• Texto para leitura
"""

É falacioso, entretanto, o argumento de que os direitos sociais, por se traduzirem em direitos de cunho naturalmente positivo, a exigirem do poder público comportamento ativo para a materialização de seus preceitos, não ensejam imposição e exigibilidade de prestações por parte do Estado, como se fossem meros enunciados destituídos de eficácia jurídica e fundamentalidade e subordinados à conveniência das políticas estatais.

Tais direitos, na verdade, abrangem tanto direitos prestacionais (positivos) quanto defensivos (negativos), uma vez que sua efetivação pode reclamar tanto uma atuação ofensiva como um agir negativo por parte do Estado. Sem necessidade de maior delineamento, vale lembrar que, no caso da garantia do direito à livre organização sindical e à greve, insculpidos nos arts. 8º e 9º da Constituição, o ideal é a inércia do Estado, e não sua atuação.

Também se constata que não é apenas a implementação de direitos sociais que gera despesas, mas, também, a dos direitos individuais: “assim quando o Estado assegura a liberdade de circulação deve financiar a construção de vias públicas e calçadas, assegurar a iluminação pública, garantir a segurança para que ninguém perturbe o transeunte” (COUTINHO, p. 383). Nessa linha, é grande a quantidade de recursos necessários à manutenção do direito de propriedade,

“segundo o qual o Estado deve intervir para sua garantia por meio de manutenção de um aparato que tem por objetivo impedir a turbação ou o esbulho de terceiros, o qual se efetiva na organização de diversos serviços públicos, pois a esse direito é destinada grande parte da atividade policial, da justiça civil e penal, e também de registro, controle e uso da propriedade móvel e imóvel” (ABRAMOVICJ, 2002, p. 24).

"""

• Suas tarefas
• a. Segundo o texto sobre direitos sociais, em quais direitos o ideal é a inércia do Estado, e não sua atuação?
• b. Reescreva de forma mais breve o parágrafo do texto sobre direitos sociais que começa com "Tais direitos, na verdade", mantendo suas informações principais.
O material abaixo provém de outra fonte.

• Dados

"""

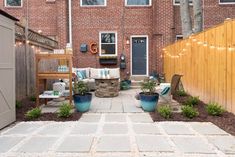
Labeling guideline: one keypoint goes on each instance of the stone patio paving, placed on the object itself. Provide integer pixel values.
(100, 133)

"""

• Respostas em ordem
• a. Nos direitos à livre organização sindical e à greve, previstos nos arts. 8º e 9º da Constituição.

• b. Os direitos sociais abrangem tanto direitos prestacionais (positivos) quanto defensivos (negativos), pois sua efetivação pode exigir do Estado uma atuação ou uma abstenção. No caso da livre organização sindical e da greve (arts. 8º e 9º da Constituição), o ideal é a inércia do Estado.